> **Work required**
Word for word, restate every record.

^^^^

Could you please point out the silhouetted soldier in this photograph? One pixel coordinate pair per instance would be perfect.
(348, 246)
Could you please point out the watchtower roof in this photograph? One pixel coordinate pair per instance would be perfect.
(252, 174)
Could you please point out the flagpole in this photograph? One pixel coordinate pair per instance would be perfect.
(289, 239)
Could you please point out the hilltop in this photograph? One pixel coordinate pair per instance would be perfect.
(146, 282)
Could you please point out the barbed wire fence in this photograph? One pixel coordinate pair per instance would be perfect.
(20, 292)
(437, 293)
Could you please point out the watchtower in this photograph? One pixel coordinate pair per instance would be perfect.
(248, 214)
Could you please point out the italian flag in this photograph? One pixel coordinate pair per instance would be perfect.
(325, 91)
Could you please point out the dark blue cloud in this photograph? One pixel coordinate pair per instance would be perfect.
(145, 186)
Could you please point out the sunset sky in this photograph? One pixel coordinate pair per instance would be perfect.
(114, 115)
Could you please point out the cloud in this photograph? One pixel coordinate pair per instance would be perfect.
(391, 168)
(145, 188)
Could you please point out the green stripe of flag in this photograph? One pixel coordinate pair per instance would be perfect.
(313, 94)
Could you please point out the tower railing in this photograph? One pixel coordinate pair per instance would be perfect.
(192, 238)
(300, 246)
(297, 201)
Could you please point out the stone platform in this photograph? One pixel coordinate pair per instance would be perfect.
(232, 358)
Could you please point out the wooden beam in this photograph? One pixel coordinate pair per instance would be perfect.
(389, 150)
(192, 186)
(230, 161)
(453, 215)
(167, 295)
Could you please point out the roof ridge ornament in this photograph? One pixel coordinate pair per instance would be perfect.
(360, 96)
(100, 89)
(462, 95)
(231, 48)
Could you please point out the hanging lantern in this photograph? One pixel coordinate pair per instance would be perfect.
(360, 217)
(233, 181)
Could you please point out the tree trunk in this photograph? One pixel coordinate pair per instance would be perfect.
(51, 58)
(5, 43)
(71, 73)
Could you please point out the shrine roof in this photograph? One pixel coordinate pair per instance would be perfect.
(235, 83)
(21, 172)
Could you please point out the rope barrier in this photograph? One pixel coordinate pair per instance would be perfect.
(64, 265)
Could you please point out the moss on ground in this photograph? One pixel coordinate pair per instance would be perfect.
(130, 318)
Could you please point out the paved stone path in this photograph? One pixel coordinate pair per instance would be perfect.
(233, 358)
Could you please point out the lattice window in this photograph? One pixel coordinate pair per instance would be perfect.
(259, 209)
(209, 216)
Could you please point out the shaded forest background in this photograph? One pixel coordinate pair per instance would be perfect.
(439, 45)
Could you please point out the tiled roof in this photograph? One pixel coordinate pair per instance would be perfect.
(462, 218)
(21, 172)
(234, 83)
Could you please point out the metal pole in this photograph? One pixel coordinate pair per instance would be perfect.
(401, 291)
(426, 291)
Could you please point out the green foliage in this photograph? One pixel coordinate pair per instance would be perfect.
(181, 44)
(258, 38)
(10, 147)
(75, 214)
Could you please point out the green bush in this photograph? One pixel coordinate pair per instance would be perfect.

^^^^

> **Solution to this problem**
Could you please point out the silhouetted soldier in this photograph? One pixel coordinate pair per instance would be perfect.
(348, 246)
Could you please point out the watchtower roof in this photograph? One pixel coordinate pair per instance would be perfect.
(252, 174)
Could you please point out the flagpole in this photograph? One pixel coordinate pair per instance would be perfect.
(289, 239)
Could you please point out the hilltop in this photograph? One pixel coordinate pair per instance would be perfect.
(146, 282)
Could you please point out the barbed wire fence in this photograph? One pixel coordinate pair per instance would be perfect.
(20, 292)
(437, 293)
Could you please point out the watchtower in this photograph? One pixel coordinate pair per instance would be perfect.
(248, 214)
Could you please point out the italian flag in this photograph? One pixel coordinate pair per instance would be perfect.
(325, 91)
Could you please point out the dark blue cloud in this photograph? One pixel coordinate pair per instance would be perfect.
(145, 186)
Could you please point out the sunset sky in this photograph? One pixel coordinate pair per instance would be perfect.
(114, 115)
Could you please point out the cloud in this photograph? One pixel coordinate pair per instance would be perfect.
(391, 168)
(145, 188)
Could you please point out the green stripe of flag in this photograph? One pixel coordinate pair per instance would be perfect.
(313, 94)
Could you please point out the tower railing in this photograph? One pixel coordinate pair per instance would be perfect.
(192, 238)
(300, 246)
(297, 201)
Could you please point out the stone platform in this photograph? One pixel coordinate pair per instance would be perfect.
(232, 358)
Could you please point out the wooden beam in this photograph? One pixel coordinate pair per instance would be perfect.
(389, 150)
(192, 186)
(230, 161)
(453, 215)
(167, 295)
Could you please point out the roof ridge ornament in this photograph? One pixel coordinate pair per instance would be perfect.
(360, 96)
(100, 89)
(462, 95)
(231, 48)
Could you please point out the hanging lantern in this photograph? One pixel coordinate pair per instance would be perfect.
(360, 217)
(233, 181)
Could you please point out the tree trunk in this photograph? One pixel coordinate pair per instance would be perfect.
(51, 58)
(5, 43)
(71, 73)
Could you please point out the shrine roof in this photograph? One pixel coordinate pair per instance would be perfect.
(235, 83)
(21, 172)
Could you please point out the rope barrier in this photograph? One pixel coordinate pair per instance would be perfect.
(64, 265)
Could you please point out the moss on ground in this photograph? One pixel coordinate pair per instance would be perfect.
(130, 318)
Could you please point out the paved stone path in this photograph? One pixel coordinate pair per instance would be perfect.
(233, 358)
Could you please point out the lattice window in this photograph? One pixel coordinate pair per instance would be perfect.
(259, 209)
(209, 216)
Could you please point out the shaded forest background in this photograph? One pixel coordinate pair per instance would be perfect.
(439, 45)
Could you please point out the tiled roof in this photograph? One pixel coordinate pair per instance would be perfect.
(462, 218)
(21, 172)
(234, 83)
Could you please point out the metal pole in this photograph? One pixel coordinate pair per instance would be perfect.
(401, 291)
(426, 291)
Could you please point out the green foliage in this photograph? One pixel coordinate pair per instance would be perfect.
(181, 44)
(258, 38)
(10, 147)
(75, 214)
Could you please point out the green bush in this photograph? One pixel coordinate pair per instance would be perfect.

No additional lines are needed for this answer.